Provided material:
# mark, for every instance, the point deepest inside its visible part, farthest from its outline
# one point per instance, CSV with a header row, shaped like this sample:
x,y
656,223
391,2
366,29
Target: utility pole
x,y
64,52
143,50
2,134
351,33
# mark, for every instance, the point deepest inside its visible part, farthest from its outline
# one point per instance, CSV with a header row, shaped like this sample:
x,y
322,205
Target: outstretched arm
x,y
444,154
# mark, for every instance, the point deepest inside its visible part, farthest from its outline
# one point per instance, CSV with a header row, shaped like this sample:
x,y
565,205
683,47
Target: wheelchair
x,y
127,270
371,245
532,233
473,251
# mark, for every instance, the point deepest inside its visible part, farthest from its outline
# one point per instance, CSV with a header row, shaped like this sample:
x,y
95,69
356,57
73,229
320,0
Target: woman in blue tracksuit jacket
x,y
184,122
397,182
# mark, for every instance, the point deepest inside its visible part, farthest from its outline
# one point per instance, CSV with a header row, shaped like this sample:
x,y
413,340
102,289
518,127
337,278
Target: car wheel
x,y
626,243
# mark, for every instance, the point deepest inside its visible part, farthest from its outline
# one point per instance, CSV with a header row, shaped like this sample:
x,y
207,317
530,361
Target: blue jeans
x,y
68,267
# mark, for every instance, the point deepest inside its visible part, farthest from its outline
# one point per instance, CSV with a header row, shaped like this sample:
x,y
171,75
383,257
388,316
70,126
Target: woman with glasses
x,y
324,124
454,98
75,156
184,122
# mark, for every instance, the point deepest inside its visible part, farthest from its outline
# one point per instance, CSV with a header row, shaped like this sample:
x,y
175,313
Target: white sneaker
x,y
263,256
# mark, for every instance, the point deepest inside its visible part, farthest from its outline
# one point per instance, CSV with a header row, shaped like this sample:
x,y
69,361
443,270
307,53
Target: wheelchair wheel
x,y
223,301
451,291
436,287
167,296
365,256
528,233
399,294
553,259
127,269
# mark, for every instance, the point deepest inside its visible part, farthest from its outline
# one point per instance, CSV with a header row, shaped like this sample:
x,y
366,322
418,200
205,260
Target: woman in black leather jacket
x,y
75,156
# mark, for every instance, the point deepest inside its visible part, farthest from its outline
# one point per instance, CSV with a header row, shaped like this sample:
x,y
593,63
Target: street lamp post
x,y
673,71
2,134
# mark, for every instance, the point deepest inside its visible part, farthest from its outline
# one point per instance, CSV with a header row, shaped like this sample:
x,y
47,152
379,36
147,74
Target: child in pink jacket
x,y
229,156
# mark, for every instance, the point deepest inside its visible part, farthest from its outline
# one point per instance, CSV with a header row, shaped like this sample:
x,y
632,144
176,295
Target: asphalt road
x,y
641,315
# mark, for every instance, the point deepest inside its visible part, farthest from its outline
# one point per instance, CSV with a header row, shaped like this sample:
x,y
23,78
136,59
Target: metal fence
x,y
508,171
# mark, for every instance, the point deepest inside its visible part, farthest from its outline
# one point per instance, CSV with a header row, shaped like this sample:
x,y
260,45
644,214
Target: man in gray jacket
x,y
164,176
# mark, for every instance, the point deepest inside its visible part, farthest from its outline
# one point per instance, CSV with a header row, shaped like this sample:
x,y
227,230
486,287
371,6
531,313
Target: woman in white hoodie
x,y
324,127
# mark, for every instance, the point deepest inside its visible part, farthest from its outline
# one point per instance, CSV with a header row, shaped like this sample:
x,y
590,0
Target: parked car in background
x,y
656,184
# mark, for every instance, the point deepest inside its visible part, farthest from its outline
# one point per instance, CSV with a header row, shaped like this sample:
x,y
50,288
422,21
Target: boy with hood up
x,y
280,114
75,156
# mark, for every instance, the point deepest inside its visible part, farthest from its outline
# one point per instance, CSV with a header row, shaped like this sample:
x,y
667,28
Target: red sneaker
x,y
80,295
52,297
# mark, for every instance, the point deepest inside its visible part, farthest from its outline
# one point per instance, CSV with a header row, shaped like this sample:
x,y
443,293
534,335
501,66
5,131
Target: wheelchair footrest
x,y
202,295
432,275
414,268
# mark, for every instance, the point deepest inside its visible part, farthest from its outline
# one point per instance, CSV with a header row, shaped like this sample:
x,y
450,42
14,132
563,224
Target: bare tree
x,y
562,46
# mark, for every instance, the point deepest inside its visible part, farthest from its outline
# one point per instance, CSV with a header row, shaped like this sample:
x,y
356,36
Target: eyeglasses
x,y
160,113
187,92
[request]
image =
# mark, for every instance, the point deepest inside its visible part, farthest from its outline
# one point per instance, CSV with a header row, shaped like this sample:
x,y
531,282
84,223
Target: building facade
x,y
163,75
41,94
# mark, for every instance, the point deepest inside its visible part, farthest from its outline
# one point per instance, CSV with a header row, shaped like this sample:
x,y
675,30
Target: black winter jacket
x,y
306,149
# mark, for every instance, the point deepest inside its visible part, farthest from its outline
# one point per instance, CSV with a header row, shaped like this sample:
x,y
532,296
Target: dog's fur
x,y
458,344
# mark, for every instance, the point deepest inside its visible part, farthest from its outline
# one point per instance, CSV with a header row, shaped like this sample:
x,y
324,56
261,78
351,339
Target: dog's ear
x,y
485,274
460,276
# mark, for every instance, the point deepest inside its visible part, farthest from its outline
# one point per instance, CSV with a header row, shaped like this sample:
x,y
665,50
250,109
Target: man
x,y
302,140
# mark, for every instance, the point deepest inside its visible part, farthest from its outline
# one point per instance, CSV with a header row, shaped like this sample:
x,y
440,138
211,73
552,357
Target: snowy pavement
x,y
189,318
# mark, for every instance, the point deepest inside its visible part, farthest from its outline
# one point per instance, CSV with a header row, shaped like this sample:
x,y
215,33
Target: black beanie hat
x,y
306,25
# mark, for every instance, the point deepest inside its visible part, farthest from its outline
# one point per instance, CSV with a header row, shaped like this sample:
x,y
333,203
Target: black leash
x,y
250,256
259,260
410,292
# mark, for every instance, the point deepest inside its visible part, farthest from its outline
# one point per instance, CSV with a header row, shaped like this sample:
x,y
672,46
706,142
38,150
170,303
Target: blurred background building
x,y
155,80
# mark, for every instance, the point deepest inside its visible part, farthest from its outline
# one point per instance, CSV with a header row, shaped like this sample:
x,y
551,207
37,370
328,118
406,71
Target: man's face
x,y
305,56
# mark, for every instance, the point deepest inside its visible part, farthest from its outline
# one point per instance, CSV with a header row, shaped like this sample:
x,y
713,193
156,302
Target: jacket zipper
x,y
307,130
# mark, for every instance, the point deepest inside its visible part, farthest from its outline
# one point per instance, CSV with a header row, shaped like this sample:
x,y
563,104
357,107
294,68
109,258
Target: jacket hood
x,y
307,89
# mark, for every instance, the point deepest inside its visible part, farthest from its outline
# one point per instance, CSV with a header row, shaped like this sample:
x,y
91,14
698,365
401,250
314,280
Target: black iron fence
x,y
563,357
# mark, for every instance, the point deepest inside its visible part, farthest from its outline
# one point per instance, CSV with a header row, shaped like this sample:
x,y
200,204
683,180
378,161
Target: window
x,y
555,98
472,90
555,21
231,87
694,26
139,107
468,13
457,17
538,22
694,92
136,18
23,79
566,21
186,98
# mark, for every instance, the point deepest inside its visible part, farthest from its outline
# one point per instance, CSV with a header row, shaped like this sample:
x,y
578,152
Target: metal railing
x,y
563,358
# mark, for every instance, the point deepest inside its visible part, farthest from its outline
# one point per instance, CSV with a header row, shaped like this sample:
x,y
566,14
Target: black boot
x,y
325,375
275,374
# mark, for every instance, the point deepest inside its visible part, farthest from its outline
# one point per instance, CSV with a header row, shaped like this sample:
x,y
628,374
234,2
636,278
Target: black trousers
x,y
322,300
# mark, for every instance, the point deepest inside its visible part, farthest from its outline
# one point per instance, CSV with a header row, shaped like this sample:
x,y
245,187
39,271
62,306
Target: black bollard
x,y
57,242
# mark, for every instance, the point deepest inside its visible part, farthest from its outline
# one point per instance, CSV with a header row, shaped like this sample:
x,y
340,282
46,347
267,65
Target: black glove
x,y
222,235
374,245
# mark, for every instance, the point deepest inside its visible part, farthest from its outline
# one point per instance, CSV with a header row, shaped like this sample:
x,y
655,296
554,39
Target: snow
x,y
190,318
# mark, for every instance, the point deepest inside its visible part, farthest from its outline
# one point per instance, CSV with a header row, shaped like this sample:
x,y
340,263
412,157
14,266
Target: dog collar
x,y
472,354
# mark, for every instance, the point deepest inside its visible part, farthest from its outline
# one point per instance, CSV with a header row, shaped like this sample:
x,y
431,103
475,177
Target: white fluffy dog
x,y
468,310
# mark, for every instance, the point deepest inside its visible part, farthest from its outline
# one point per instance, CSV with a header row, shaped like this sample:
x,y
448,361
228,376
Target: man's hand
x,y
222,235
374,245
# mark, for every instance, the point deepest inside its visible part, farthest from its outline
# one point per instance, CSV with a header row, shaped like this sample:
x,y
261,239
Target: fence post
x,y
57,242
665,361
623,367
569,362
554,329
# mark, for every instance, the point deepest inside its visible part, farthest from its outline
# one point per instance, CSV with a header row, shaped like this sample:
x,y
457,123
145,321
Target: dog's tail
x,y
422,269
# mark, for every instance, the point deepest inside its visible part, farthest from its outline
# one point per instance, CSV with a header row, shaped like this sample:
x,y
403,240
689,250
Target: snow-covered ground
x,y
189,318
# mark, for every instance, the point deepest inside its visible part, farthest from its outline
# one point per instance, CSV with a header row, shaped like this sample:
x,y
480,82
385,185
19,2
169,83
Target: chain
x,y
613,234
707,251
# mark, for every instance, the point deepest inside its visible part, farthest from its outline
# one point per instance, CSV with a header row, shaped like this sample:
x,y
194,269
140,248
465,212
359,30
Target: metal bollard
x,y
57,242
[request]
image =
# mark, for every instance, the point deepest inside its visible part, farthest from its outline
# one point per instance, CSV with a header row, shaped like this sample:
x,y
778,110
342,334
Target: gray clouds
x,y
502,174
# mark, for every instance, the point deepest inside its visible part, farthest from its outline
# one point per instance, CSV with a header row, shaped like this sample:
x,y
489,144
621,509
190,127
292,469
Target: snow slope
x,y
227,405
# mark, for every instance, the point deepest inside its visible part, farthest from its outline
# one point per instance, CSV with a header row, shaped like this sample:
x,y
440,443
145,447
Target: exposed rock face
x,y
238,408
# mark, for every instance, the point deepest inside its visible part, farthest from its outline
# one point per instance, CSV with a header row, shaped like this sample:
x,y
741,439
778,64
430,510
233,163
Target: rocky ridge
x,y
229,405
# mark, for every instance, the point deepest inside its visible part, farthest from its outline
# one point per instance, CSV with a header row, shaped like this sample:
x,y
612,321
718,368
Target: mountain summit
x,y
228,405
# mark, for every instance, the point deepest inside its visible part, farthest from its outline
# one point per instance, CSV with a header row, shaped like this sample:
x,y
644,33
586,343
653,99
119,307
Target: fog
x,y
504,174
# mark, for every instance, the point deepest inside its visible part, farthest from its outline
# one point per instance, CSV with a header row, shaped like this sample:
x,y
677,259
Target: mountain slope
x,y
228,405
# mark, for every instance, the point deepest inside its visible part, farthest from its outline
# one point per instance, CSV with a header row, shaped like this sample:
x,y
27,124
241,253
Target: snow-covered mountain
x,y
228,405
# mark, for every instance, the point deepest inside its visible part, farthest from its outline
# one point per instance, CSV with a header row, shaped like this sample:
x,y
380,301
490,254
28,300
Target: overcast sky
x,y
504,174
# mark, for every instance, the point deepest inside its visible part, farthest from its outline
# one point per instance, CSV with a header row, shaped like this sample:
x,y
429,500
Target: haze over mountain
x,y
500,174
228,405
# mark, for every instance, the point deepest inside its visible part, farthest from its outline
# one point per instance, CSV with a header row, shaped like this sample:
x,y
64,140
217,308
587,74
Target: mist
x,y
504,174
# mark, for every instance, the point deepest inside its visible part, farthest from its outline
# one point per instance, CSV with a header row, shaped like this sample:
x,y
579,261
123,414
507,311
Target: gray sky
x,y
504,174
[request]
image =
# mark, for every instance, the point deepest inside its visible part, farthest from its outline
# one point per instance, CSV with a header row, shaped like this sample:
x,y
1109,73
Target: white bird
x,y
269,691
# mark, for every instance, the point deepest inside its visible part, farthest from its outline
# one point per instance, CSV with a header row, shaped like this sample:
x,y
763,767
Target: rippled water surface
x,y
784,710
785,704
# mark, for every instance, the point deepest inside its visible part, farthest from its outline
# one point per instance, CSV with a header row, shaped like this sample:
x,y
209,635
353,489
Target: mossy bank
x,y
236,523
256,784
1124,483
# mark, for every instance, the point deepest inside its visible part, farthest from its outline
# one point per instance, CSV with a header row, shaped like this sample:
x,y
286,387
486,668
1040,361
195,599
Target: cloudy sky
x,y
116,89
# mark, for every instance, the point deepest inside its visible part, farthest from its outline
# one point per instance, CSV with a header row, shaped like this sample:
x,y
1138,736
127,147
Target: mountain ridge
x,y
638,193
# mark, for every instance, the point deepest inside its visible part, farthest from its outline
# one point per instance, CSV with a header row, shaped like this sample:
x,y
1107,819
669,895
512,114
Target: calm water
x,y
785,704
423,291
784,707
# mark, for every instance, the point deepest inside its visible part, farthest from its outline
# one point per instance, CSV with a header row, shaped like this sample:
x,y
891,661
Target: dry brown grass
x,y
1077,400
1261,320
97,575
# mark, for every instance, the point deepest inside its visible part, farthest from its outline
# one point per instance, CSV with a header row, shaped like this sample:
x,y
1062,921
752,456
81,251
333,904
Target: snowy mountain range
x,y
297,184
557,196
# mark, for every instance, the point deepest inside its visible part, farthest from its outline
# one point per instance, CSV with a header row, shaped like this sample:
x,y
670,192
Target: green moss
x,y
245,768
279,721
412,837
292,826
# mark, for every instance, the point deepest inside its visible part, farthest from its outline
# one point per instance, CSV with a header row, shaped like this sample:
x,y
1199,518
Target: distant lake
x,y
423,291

Goal of the exercise: Display every line in the rows above that contains the string "sneaker". Matching is case-sensitive.

Reply:
Target: white sneaker
Target: red sneaker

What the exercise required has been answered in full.